---------- Textauszug ----------

Machs gut, Ben
Einen alten Baum… verpflanzt man nicht, schrieb ich vor gut einem Monat. Hätte ich ihn doch besucht. Ben Wagin. Bildhauer, Baumpate, Lebenskünstler, Maler und unermüdlicher Kämpfer „Komm einfach vorbei“ knurrte er ins Telefon. „Die Deppen von der Firma verstehen sowieso nichts von Kunst. Das soll alles weg. Die Welt ist so.“ Pause. „Vom Fernsehen bist Du? – Ja, vielleicht hilft´s, antworte ich. „Du weißt ja, wo ich wohne…“ Ich kam nicht vorbei. Weder mit noch ohne Kamera. Niemand wollte die Geschichte über das Wegsanieren seines letzten großen Wandbildes in Berlin. Also besuchte ich ihn nicht. Ein Fehler. Ende Juli ist Ben Wagin im Alter von 91 Jahren gestorben „wie er gelebt hat: munter, mutig, heiter“, erklärte sein Baumpatenverein.

---------- Bereitgestellte Daten ----------

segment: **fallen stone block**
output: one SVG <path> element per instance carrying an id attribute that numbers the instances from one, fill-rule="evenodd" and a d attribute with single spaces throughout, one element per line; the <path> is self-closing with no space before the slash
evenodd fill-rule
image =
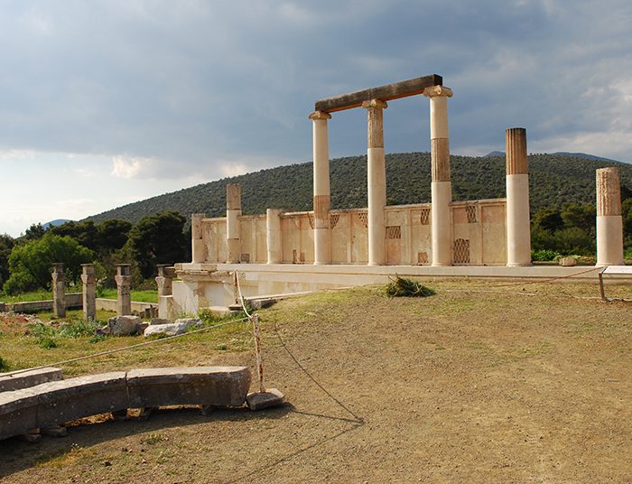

----------

■ **Aufgabe 1**
Beantworte zum Text über Ben Wagin diese Fragen:
(a) In welchem Alter ist Ben Wagin gestorben?
(b) In welcher Stadt befand sich sein letztes großes Wandbild?
(c) Mit welchen Worten beschrieb sein Baumpatenverein, wie er gestorben ist?
■ **Aufgabe 2**
Schreibe den Text über Ben Wagin nach seinem letzten Satz weiter.
Die Auflistung stammt aus einer anderen Quelle als der Text über Ben Wagin.

■ **Antwort 1**
(a) Im Alter von 91 Jahren.
(b) In Berlin.
(c) „wie er gelebt hat: munter, mutig, heiter“

■ **Antwort 2**
Ben war eine Berliner Pflanze. Er duzte jede(n), den mächtigen Minister wie die eifrige Feministin. Ben war Ende Juni sauer: Sein Weckruf für mehr Umweltschutz aus den Achtzigern sollte weichen. Pointe: Im Namen des Umweltschutzes. Die schwarzbraun, verrußte Ziegelwand am S-Bahnhof Savignyplatz soll einen modernen Dämmputz erhalten. Nun kann der Investor loslegen. Der grantige Kauz ist nicht mehr. Doch seine Botschaft vom pfleglichen Umgang mit der Natur bleibt. Dafür stand er.
„Wir trinken was wir pinkeln!“ habe ich unzählige Male am S-Bahnhof Savignyplatz auf seinen Weltenbaum II gesehen. Meistens so lange, bis die nächste Bahn kam. Sein Werk ist 105 Meter lange kostenlose Kunst. Ein Riesenbaum mit Ästen, züngelnder Schlange, verzweifelten Gesichtern, Trauernden, Toten, dazwischen ein Mädchen, das lächelt. „Idealisten sind immer in der Gefahr/An ihrem Idealismus zugrunde zu gehen.“ Schiller grüßt. Ben schrieb es in den achtziger Jahren an die Wand, als die Züge viel seltener fuhren, als die Mauer den Weg in der Stadt versperrte.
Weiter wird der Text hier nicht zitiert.